> Study text
IMHO, the answer is...sorta yes and absolutely freakin' no.

Although I absolutely F***ING hate cell phones, for reasons I'll explain in a bit, I think that the relationships one has with various cellular providers' "circle of friends" members are closer to real than those derived on the social networking sites--after all, you talk to these circle members, and get all the nuances of inflection, emotion, etc. by voice that you can't get by looking at words on a screen. And presumably, if one is included in another's "circle", that means some conversation has already taken place.

(Why do I hate cell phones? O, let me count the ways! Mostly for two reasons:

1. People have lost ALL sense of privacy in what they will talk about on a cell phone. I had once had the pleasure (? BLEAH !!) of standing in an airport security line, trapped and unable to leave, as the fellow in front of me discussed in detail (MORE THAN I NEEDED TO KNOW, PAL) the um, technique variations his sex therapist had suggested he and his girlfriend try. And then there are those morons who somehow feel that it's OK to sit on the can in a public restroom and discuss business. Jesus tap-dancing Christ--can't it wait five minutes? I mean isn't that why you pay for voice mail? Which brings me to point #2...

> Listed records

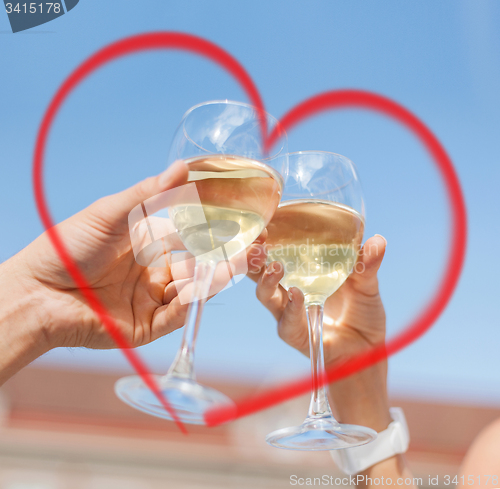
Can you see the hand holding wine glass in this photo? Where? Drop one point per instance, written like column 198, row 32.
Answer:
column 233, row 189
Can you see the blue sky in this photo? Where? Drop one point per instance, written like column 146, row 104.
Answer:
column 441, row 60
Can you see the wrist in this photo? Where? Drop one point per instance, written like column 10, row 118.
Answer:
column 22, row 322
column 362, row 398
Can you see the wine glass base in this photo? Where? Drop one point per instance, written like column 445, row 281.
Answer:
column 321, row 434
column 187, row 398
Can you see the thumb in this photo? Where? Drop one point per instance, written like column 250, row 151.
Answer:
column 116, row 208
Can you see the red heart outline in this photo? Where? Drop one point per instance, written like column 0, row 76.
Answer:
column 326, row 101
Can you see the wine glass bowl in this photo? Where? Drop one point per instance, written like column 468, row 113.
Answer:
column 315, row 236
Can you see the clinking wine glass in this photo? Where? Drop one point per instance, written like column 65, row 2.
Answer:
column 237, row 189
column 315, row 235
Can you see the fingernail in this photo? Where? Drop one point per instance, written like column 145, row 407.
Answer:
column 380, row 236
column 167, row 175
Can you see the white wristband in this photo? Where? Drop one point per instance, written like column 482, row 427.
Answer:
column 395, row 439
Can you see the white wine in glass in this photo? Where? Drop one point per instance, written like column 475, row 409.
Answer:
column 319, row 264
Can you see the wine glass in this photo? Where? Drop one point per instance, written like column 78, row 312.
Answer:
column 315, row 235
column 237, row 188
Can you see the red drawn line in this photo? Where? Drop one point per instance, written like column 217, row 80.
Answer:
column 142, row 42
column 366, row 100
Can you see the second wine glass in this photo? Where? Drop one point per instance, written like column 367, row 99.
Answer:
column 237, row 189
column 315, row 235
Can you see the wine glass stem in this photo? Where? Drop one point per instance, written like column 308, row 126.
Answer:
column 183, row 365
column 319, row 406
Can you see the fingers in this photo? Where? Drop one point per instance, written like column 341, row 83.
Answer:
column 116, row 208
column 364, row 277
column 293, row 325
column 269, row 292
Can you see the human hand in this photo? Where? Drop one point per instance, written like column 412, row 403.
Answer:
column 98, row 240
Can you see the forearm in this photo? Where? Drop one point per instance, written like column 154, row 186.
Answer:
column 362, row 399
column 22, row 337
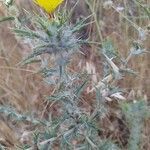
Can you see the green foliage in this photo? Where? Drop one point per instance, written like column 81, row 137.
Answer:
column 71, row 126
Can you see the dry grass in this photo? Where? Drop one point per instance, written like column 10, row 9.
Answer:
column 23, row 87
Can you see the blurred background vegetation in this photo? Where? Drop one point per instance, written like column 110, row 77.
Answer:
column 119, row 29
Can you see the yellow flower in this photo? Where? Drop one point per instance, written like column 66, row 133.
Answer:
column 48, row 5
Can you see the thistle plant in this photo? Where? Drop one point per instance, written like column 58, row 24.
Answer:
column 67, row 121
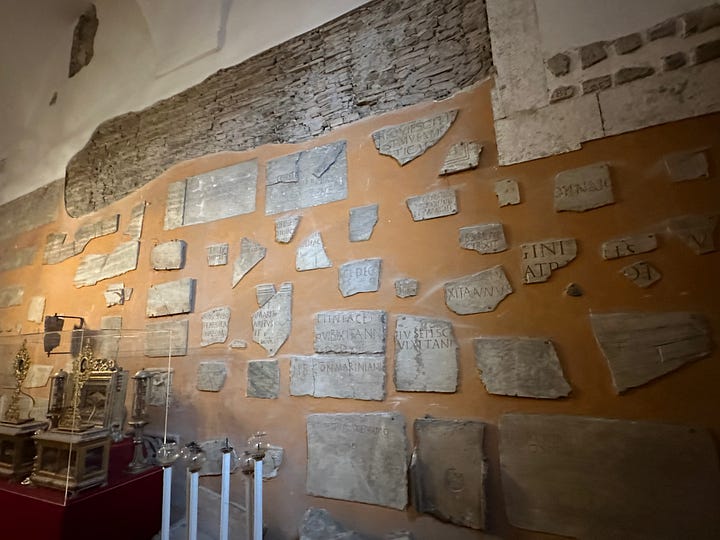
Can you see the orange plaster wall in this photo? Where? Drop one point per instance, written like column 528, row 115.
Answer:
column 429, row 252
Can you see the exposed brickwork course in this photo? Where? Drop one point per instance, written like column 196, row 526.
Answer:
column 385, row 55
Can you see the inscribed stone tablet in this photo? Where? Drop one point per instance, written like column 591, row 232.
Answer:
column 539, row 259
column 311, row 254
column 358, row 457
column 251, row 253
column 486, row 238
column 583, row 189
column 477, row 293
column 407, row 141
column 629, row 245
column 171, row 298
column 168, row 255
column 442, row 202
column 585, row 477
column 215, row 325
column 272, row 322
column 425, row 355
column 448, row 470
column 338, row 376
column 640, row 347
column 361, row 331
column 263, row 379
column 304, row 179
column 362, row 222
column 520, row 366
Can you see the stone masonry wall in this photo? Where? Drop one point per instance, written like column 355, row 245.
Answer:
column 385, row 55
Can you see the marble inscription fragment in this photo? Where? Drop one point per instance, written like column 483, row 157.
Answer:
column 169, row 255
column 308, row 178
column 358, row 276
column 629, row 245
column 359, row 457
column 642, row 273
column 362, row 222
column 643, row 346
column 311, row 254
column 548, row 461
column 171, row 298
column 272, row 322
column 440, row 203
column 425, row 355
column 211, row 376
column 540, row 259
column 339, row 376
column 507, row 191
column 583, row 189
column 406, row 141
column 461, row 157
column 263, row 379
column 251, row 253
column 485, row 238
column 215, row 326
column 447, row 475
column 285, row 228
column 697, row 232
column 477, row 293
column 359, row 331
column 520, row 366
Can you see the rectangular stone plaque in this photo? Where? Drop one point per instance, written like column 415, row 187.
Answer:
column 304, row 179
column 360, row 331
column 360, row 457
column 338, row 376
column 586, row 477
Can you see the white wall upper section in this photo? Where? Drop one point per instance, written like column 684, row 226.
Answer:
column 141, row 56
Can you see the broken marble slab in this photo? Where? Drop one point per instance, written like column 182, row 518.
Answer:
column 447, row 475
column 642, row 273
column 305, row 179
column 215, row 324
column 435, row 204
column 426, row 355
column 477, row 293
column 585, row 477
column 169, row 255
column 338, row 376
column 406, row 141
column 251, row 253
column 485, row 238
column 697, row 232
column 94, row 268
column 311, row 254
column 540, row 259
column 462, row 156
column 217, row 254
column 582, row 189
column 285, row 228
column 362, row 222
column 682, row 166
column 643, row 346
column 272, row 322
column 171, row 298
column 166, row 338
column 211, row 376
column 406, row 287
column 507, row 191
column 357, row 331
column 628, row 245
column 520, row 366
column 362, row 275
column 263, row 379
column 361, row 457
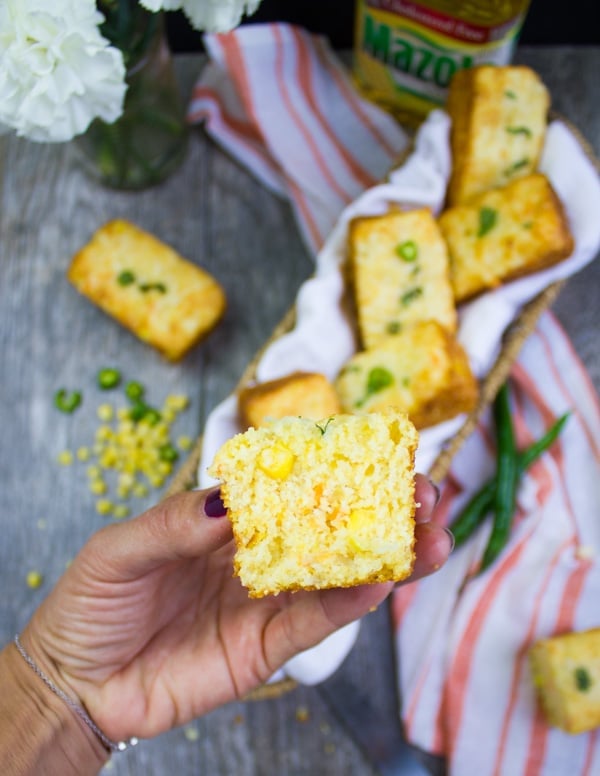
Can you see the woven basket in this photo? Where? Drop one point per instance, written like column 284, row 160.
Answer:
* * *
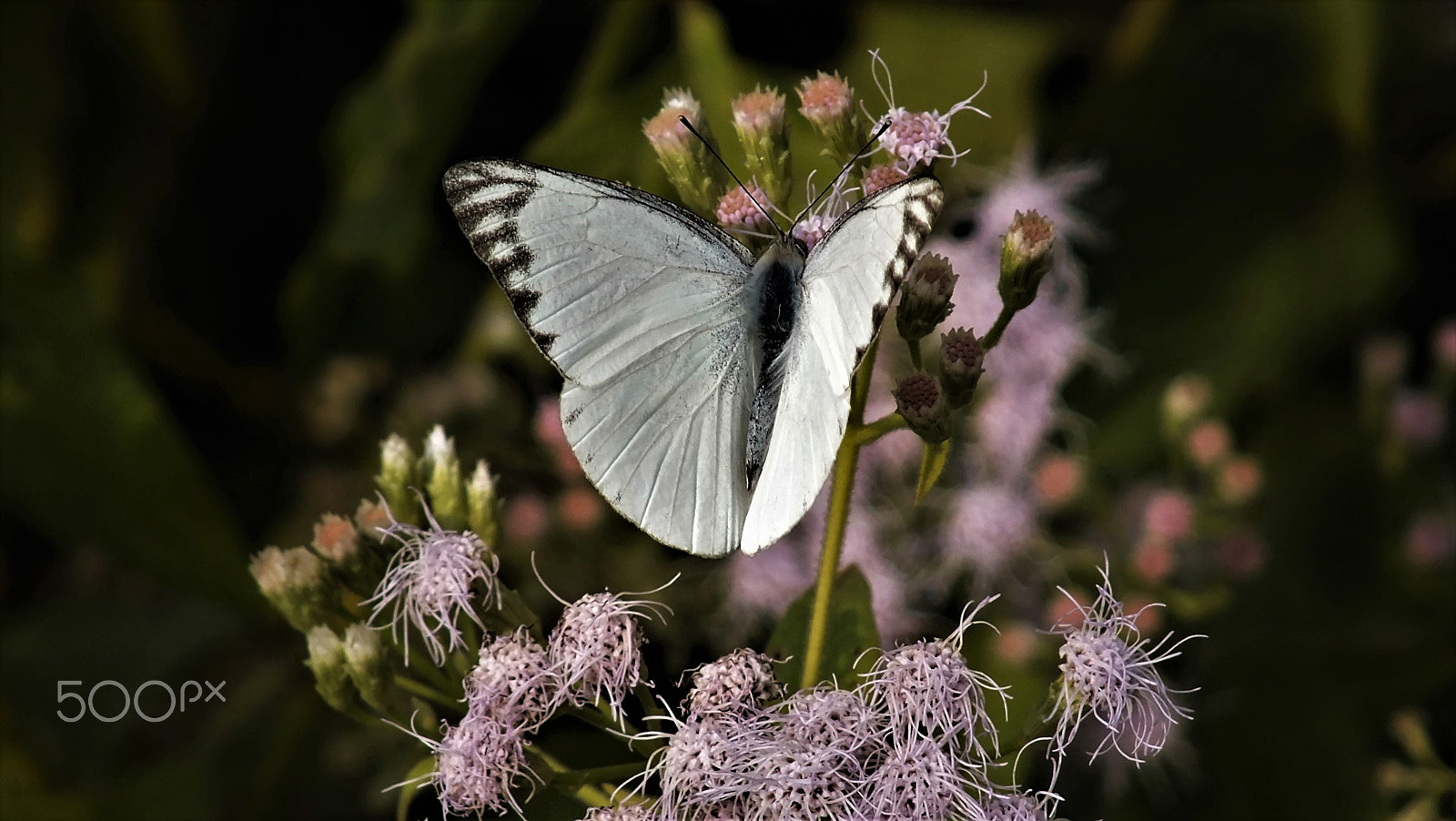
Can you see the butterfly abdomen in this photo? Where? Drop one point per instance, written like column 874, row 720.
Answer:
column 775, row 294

> Problem A
Answer these about the post on cell phones:
(i) Where was the writer standing, unable to leave, while overhearing a stranger's call?
(ii) What does the writer say you get by voice that you can't get from words on a screen?
(iii) What does the writer say people pay for so a call can wait?
> Problem B
What are all the questions the writer asks in the post on cell phones?
> Problem C
Carry the post on cell phones forward from its final sentence, taking up point #2.
The listing has nothing to do with the post on cell phones.

> Answer A
(i) In an airport security line.
(ii) The nuances of inflection, emotion, etc.
(iii) Voice mail.

> Answer B
- "Why do I hate cell phones?"
- "can't it wait five minutes?"
- "I mean isn't that why you pay for voice mail?"

> Answer C
2. What is it about 24/7 availability that people feel they need? I mean, sure, if you're on call in some capacity, or need to be reachable by your kid's babysitter, sure. But please--couldn't the majority of conversations wait until the person who feels the need to answer the phone isn't going to short-change someone else--who's often sitting across the table at a restaurant, for example--by saying "Oh--sorry--gotta take this one. It will just be a minute."? OK, end of sermon.)

As for the "relationships" "forged", if you can even use the latter word in this context, by the various social networking sites, please. What a total waste of time. If I were a college student in the current time, knowing what I know now about life, I would run as far from the MySpace, etc. world as I could. I've talked with the younger crowd quite a bit, and they just shrug it off when I ask "How can you call this person a 'friend' when you've never met him or her in person? When he sends you an x-rated post on a publicly visible social networking site and tells you what he'd like to do to you--is this what you call a 'friend'? What would you do if some guy walked up to you on the street and said the same thing? Would you smile and say 'Let's be friends!'?"

ARRGHHHH. I feel better now. Gracias.